Enunciado: Transcreva integralmente, sem qualquer alteração, o acórdão apresentado abaixo.

Texto:
○ ○ ○ ○ ○
Acórdão nº 878/18.1T8OLH.E1 de Tribunal da Relação de Évora, 27-10-2022

Data de Julgamento27 Outubro 2022
Ano2022
Número Acordão878/18.1T8OLH.E1
ÓrgãoTribunal da Relação de Évora
Processo n.º 878/18.1T8OLH.E1

*


Sociedade da (…), S.A., instaurou procedimento cautelar comum contra (…), (…) e (…), pedindo que seja decretada a suspensão da qualidade de accionista destes últimos. Como fundamento, a requerente alegou factos, alegadamente praticados pelos requeridos, que, no seu entendimento, constituem fundamento de exclusão – a qual constitui a finalidade da acção principal – dos mesmos da sociedade por via da aplicação analógica do artigo 242.º do Código das Sociedades Comerciais ou, se assim se não entender, da aplicação subsidiária do artigo 1003.º, alínea a), do Código Civil.

Foi dado o contraditório aos requeridos, os quais, no seu exercício, sustentaram, nomeadamente, que não é legalmente admissível a exclusão de accionistas de uma sociedade anónima e, ainda que assim se não entendesse, não praticaram qualquer facto que justificasse tal exclusão. Daí, segundo os requeridos, a inexistência de fundamento para o decretamento da providência cautelar solicitada.

Após algumas vicissitudes processuais sem relevância para a decisão do presente recurso, o tribunal a quo indeferiu “liminarmente” a providência cautelar requerida.
○ ○ ○ ○ ○
Dados fornecidos:
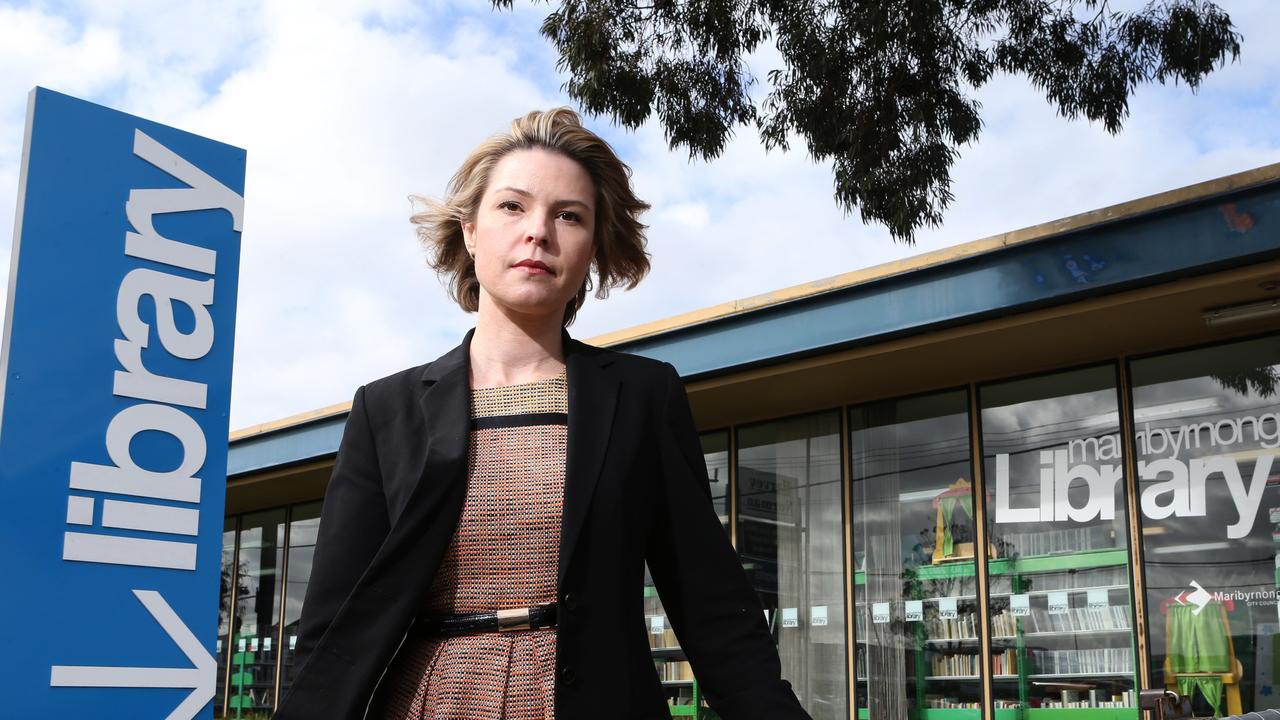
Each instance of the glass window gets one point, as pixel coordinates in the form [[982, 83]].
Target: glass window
○ ○ ○ ○ ○
Resolução escrita:
Acórdão nº 878/18.1T8OLH.E1 de Tribunal da Relação de Évora, 27-10-2022

Data de Julgamento27 Outubro 2022
Ano2022
Número Acordão878/18.1T8OLH.E1
ÓrgãoTribunal da Relação de Évora
Processo n.º 878/18.1T8OLH.E1

*


Sociedade da (…), S.A., instaurou procedimento cautelar comum contra (…), (…) e (…), pedindo que seja decretada a suspensão da qualidade de accionista destes últimos. Como fundamento, a requerente alegou factos, alegadamente praticados pelos requeridos, que, no seu entendimento, constituem fundamento de exclusão – a qual constitui a finalidade da acção principal – dos mesmos da sociedade por via da aplicação analógica do artigo 242.º do Código das Sociedades Comerciais ou, se assim se não entender, da aplicação subsidiária do artigo 1003.º, alínea a), do Código Civil.

Foi dado o contraditório aos requeridos, os quais, no seu exercício, sustentaram, nomeadamente, que não é legalmente admissível a exclusão de accionistas de uma sociedade anónima e, ainda que assim se não entendesse, não praticaram qualquer facto que justificasse tal exclusão. Daí, segundo os requeridos, a inexistência de fundamento para o decretamento da providência cautelar solicitada.

Após algumas vicissitudes processuais sem relevância para a decisão do presente recurso, o tribunal a quo indeferiu “liminarmente” a providência cautelar requerida.